- _Request 1_: Pull out every line of the listing below that contains the word "trunk", copying each one in full.

- _Quoted text_:

The actress, best-known for playing the bimbette daughter on TV's "Married ... With Children," is starring in a revival of "Sweet Charity," (search) opening April 21 on Broadway after an extended tryout tour.

"It had nothing to do with my career, my public or anything else," she says during an interview in the sleek, 42nd Street offices of Clear Channel Entertainment, one of the show's producers. She's talking about facing a New York theater audience for the first time.

"This needed to happen for me to become a better person, a better artist. After talking to a lot of people I respect, it hit me: 'If I don't do this, I will regret it for the rest of my life.'"

The actress says this calmly, deliberately, during an afternoon lunch break, sitting in an antiseptic, anonymous corporate lounge that looks westward to the Hudson River.

At 33, Applegate appears 10 years younger. The skin is flawless. The blond hair a bit tousled. Wearing jeans, a stylish T-shirt and a maroon scarf wrapped around her neck, she ignores a package of sushi as well as the bottled water placed before her.

Applegate is talking about Charity Hope Valentine, the goodhearted taxi dancer at the center of the Cy Coleman, Dorothy Fields, Neil Simon musical. It's not an easy role for a neophyte theater performer. Charity is a killer part, one that has to carry the whole show. No Charity, no musical.

In the past, "Sweet Charity" has attracted an impressive parade of women in the title role, starting in 1966 with the legendary Gwen Verdon, directed by the equally legendary choreographer Bob Fosse. Juliet Prowse was Charity in London. Shirley MacLaine starred in the 1969 film version. And dancer-choreographers Debbie Allen and then Ann Reinking were in the 20th-anniversary Broadway revival in 1986.

Applegate's theater experience is barely a blip, but that didn't stop producer Barry Weissler, the man behind the revivals of "Chicago" and "Wonderful Town," from hiring her.

"She has all of the qualities we wanted for our Charity -- innocence, vulnerability and yet she's seductive," Weissler says. "She's a beautiful young woman, and we all fell in love with her."

Applegate did have to face some grueling tests to get the job.

"She was the only woman who got through the dance audition," said Cilento, who has the unenviable task of coming up with new choreography for a show indelibly stamped with the footprints -- and dance steps -- of Fosse.

"Her line readings were so honest that they just made the material fresh," he said.

- _Request 2_: For each statement, say yes or no to whether the Sweet Charity article above backs it up, and quote the words from the article that settle it: (a) The revival opens on Broadway on April 21. (b) Shirley MacLaine played Charity in London. (c) Applegate eats the sushi set in front of her during the interview.

- _Provided entries_:
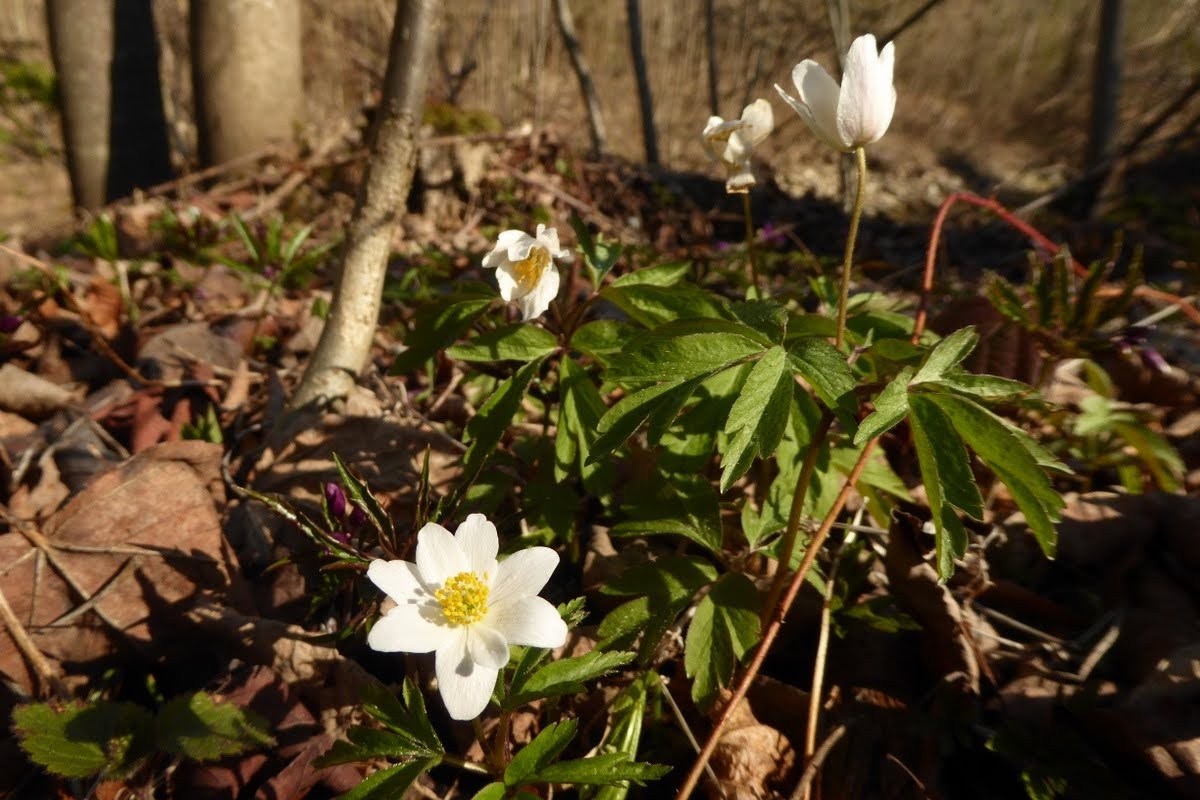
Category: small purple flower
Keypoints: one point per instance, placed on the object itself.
(335, 498)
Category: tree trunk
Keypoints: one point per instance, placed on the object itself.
(113, 125)
(246, 70)
(587, 86)
(649, 136)
(345, 342)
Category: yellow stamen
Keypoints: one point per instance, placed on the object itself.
(528, 271)
(463, 599)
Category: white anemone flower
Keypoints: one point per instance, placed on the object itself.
(859, 110)
(525, 268)
(732, 142)
(459, 602)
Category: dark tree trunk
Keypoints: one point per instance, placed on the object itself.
(113, 125)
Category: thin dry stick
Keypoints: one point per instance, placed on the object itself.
(777, 623)
(1036, 236)
(814, 767)
(46, 674)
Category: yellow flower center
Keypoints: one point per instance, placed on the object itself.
(463, 599)
(528, 271)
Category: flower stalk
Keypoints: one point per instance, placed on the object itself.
(851, 240)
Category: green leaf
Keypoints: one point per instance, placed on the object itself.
(759, 415)
(721, 632)
(599, 770)
(540, 752)
(945, 470)
(517, 342)
(622, 420)
(947, 354)
(661, 275)
(195, 727)
(826, 370)
(437, 326)
(681, 358)
(985, 388)
(1007, 456)
(564, 677)
(891, 407)
(389, 783)
(81, 740)
(487, 427)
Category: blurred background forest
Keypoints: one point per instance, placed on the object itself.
(997, 92)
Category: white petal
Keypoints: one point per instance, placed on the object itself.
(508, 284)
(505, 241)
(438, 555)
(522, 575)
(531, 621)
(487, 647)
(478, 540)
(397, 579)
(868, 98)
(411, 627)
(519, 245)
(759, 120)
(538, 301)
(549, 238)
(819, 101)
(466, 686)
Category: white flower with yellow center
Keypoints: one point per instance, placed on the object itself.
(732, 143)
(858, 110)
(525, 268)
(459, 602)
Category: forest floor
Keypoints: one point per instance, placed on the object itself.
(154, 348)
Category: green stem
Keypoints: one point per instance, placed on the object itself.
(750, 248)
(847, 262)
(793, 518)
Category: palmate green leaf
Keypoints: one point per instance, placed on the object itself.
(681, 358)
(826, 370)
(946, 471)
(517, 342)
(192, 726)
(947, 354)
(439, 325)
(691, 510)
(540, 752)
(759, 416)
(721, 632)
(1007, 456)
(985, 388)
(487, 427)
(564, 677)
(622, 420)
(599, 770)
(389, 783)
(81, 740)
(891, 407)
(579, 416)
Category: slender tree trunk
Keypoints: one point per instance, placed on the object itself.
(345, 342)
(587, 86)
(247, 72)
(1105, 98)
(714, 100)
(107, 61)
(649, 136)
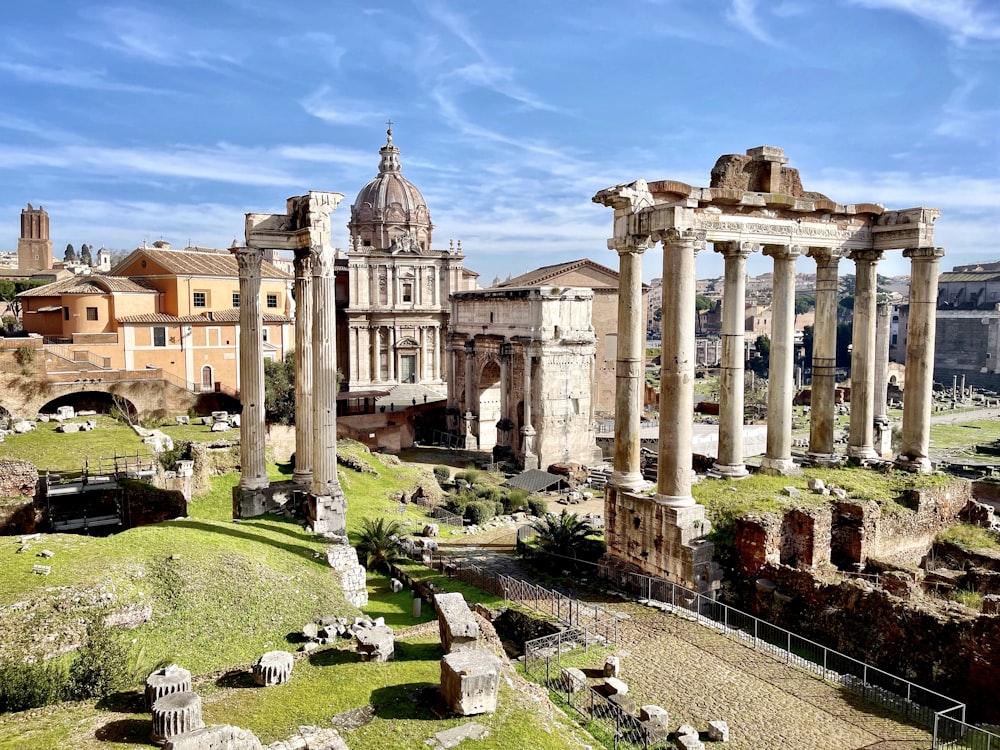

- _Answer 1_:
Category: tree trunk
Category: dark tree trunk
Category: slender tree trunk

- _Answer 2_:
(a) Yes: "opening April 21 on Broadway after an extended tryout tour"
(b) No: "Juliet Prowse was Charity in London."
(c) No: "she ignores a package of sushi as well as the bottled water placed before her"